** begin Records provided **
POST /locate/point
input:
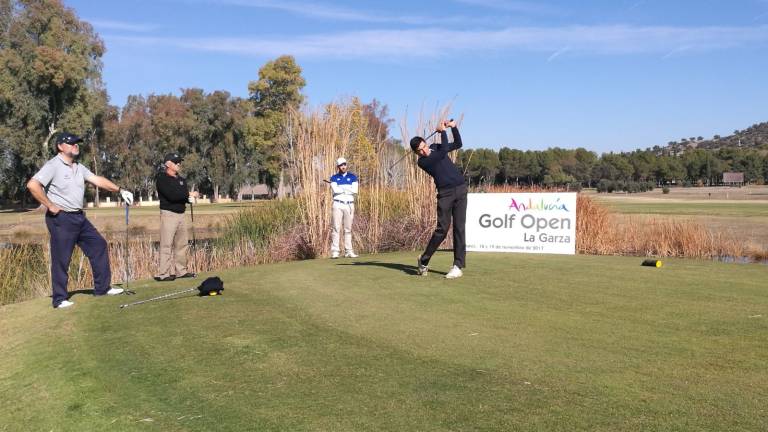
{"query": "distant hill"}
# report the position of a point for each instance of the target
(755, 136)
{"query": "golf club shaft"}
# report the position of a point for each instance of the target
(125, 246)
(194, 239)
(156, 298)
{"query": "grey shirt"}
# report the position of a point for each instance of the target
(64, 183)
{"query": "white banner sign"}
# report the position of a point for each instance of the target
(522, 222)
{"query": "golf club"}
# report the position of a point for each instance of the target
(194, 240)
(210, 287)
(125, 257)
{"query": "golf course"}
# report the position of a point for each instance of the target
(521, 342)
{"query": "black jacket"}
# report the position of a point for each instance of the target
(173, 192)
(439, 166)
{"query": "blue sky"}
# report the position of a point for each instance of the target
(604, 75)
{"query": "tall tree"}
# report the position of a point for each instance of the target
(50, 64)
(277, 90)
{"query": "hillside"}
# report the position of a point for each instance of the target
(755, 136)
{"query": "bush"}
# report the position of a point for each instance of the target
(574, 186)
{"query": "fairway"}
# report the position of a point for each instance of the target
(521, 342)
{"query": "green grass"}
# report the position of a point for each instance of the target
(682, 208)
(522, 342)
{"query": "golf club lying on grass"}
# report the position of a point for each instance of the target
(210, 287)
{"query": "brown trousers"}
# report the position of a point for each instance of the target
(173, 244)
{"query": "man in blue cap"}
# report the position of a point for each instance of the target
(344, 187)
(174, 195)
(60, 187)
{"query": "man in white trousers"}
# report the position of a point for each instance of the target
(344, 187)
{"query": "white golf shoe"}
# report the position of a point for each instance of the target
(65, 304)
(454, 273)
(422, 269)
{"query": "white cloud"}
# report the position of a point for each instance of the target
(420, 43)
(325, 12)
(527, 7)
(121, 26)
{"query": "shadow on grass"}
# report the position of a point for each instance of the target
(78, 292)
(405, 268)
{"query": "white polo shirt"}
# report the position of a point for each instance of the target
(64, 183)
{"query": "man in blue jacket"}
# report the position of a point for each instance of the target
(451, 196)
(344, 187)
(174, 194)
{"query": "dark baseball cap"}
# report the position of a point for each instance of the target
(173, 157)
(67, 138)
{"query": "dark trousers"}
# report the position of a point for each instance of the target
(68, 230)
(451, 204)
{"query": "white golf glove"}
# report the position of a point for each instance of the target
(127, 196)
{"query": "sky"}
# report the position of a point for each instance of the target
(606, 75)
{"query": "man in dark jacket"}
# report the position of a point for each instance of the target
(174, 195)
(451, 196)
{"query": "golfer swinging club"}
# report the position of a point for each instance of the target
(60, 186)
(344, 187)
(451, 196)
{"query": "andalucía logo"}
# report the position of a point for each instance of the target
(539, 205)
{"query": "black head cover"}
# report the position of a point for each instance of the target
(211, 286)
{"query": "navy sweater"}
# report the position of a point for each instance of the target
** end Records provided **
— The problem —
Please report every line in the items above that contains the word "blue", copying each such line in full.

— Answer for this exercise —
{"query": "blue sky"}
{"query": "man in blue cap"}
{"query": "man in blue jacket"}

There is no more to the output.